_What is expected_. Carry on the Lappet Moth caterpillar reply below from the point where it stops.

_Excerpted passage_.
Lappet Moth Caterpillar

Dear Debbie,
This is a Lappet Moth Caterpillar in the family Lasiocampidae, and we verified that observation on iSpot.  We have another posting on our site of this Lappet Moth Caterpillar and we provided a link to iSpot that identified it as the Toothed Cream Spot Eggar,
Catalebeda cuneilinea, but we were never able to find additional images to support that identification.  The original link we provided is now broken, and we still cannot verify that species identity.  We located a Zoological Bulletin article that discusses urticating or stinging hairs in a Spanish Lappet Moth species, Streblote panda, and if that characteristic is present in one member of the family, it may be shared by other family members.  That article states:  “The caterpillar of S. panda is known for its urticating properties. The urticating apparatus has not been studied in detail so far; Calvo & Molina (2008) simply mention that urticating retractable organs develop beginning from the second instar and appear as mere cuticle differentia- tions in the first instar. In the present study, details of the morphological structures responsible for the urticating properties are provided for the first time.”  Krishna Mohan Photography has this to say about a different Lappet Moth caterpillar species:  “Almost all stages these caterpillar are poisonous to human beings. Their hair results in urticarial rashes. When your skin brushes against these caterpillars, the spines break off, releasing an irritating fluid that produces an immediate stinging, burning sensation. The numbness and swelling that follow may extend to your whole arm or leg in severe cases. Red blotches may persist for a couple of days, accompanied by a weeping rash. Associated lymph nodes may swell and be tender for 12 to 24 hours. Systemic reactions may include nausea and vomiting.If one affects you, treat the symptoms. To remove any spines still in the skin, gently stick a piece of adhesive tape to the site and then pull it away. Applying cold compresses can lessen the pain and swelling. Pain medications and topical corticosteroid creams may help. If the symptoms include systemic reactions consult medical help.”  Though it is a different species, that information might help with your case.  We have another Lappet Moth Caterpillar in our archives and we linked to this iSpot posting that states:  ” Urticating moth caterpillar causing skin and respiratory problems in cattle” and “Causes skin and respiratory illness in cattle, one of the reasons for burning the heathland. Urticating setae identified by specialist.”  We hope that information helps and that the “poisoned” girl soon recovers.

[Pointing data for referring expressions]
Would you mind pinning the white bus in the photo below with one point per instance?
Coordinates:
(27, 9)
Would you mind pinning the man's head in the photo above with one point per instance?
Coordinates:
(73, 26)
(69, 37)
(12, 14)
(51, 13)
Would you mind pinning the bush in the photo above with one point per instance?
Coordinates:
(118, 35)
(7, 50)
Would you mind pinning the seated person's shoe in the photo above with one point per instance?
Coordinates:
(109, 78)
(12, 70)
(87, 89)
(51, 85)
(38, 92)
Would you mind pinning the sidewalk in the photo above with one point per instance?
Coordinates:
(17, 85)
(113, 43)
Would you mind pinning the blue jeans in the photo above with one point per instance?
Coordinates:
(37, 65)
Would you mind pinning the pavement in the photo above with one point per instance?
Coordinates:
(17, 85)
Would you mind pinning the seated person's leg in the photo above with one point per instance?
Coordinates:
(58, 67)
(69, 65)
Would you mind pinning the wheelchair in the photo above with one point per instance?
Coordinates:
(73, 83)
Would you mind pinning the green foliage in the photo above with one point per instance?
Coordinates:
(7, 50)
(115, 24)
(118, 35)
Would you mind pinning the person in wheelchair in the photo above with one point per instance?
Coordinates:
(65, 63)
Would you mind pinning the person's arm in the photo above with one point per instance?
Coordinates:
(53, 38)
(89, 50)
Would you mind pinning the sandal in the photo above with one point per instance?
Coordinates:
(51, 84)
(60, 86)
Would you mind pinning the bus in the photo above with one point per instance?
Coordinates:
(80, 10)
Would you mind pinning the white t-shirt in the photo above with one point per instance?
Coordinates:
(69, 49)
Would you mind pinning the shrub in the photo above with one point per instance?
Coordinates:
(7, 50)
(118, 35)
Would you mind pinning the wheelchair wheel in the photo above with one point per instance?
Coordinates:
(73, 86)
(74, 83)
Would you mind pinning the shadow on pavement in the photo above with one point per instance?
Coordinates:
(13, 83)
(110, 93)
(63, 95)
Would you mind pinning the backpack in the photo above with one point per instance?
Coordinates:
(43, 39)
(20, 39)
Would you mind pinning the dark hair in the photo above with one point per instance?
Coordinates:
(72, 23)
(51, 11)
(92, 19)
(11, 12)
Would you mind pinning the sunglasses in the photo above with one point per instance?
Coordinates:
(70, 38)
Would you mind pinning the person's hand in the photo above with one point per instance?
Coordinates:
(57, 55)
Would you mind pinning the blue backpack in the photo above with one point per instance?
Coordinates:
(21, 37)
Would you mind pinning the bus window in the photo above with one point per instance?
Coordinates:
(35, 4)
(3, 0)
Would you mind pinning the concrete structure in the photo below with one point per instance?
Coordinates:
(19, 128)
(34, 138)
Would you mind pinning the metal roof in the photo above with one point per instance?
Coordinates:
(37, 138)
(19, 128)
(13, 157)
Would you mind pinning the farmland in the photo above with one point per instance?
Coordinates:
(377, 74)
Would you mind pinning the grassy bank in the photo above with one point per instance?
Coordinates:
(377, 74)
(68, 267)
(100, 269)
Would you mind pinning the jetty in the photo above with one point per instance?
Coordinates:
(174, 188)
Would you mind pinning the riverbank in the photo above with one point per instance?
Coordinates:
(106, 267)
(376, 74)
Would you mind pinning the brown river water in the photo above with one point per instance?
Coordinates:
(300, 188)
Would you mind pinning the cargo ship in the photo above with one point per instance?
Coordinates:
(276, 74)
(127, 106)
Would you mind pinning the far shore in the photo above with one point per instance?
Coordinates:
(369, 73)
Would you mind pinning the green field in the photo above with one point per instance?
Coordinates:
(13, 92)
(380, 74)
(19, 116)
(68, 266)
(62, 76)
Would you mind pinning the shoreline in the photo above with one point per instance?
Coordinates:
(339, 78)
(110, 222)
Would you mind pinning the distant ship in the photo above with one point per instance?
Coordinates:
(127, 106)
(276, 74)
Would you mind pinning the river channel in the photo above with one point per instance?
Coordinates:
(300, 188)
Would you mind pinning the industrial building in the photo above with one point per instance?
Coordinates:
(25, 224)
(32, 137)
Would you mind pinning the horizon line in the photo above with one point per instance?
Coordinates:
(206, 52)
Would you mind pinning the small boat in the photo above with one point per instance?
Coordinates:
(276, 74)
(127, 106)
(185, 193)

_Output below_.
Dear Daniel,
I cannot thank you enough for your prompt, informative and so very reassuring reply.  We got it through to the doctors just in time.
Things work very differently here in rural Africa and the “doctors” were talking about amputating one leg below the knee!  It was shocking and frightening,  but with your assistance she’s safely making a slow recovery – without any surgery.
Believe me, it was a desperate situation and without any knowledge we were supposed to rely on their opinion. Little Palilisa has got a lot to thank you for.  Really.
Many many thanks again. You made a HUGE difference!
Debbie

Hi Debbie,
Thanks so much for writing back with your progress report.  Sitting in our office in front of the computer, we seriously doubt we ever have much impact in the world, especially since our editorial staff hasn’t any true qualifications in the world of entomology or medicine.  We are humbled that we had a positive impact on Palilisa’s life.

Subject:  Caterpillar
Geographic location of the bug:  Hoedspruit, South Africa
Date: 07/05/2018
Time: 12:17 PM EDT
Your letter to the bugman:  Please ID this caterpillar for me
How you want your letter signed:  J Harris

Lappet Moth Caterpillar

Dear J Harris,
This is a Lappet Moth Caterpillar in the family Lasiocampidae but we are not certain of the species. 
There is a very similar looking Caterpillar posted to Wildlife Insight.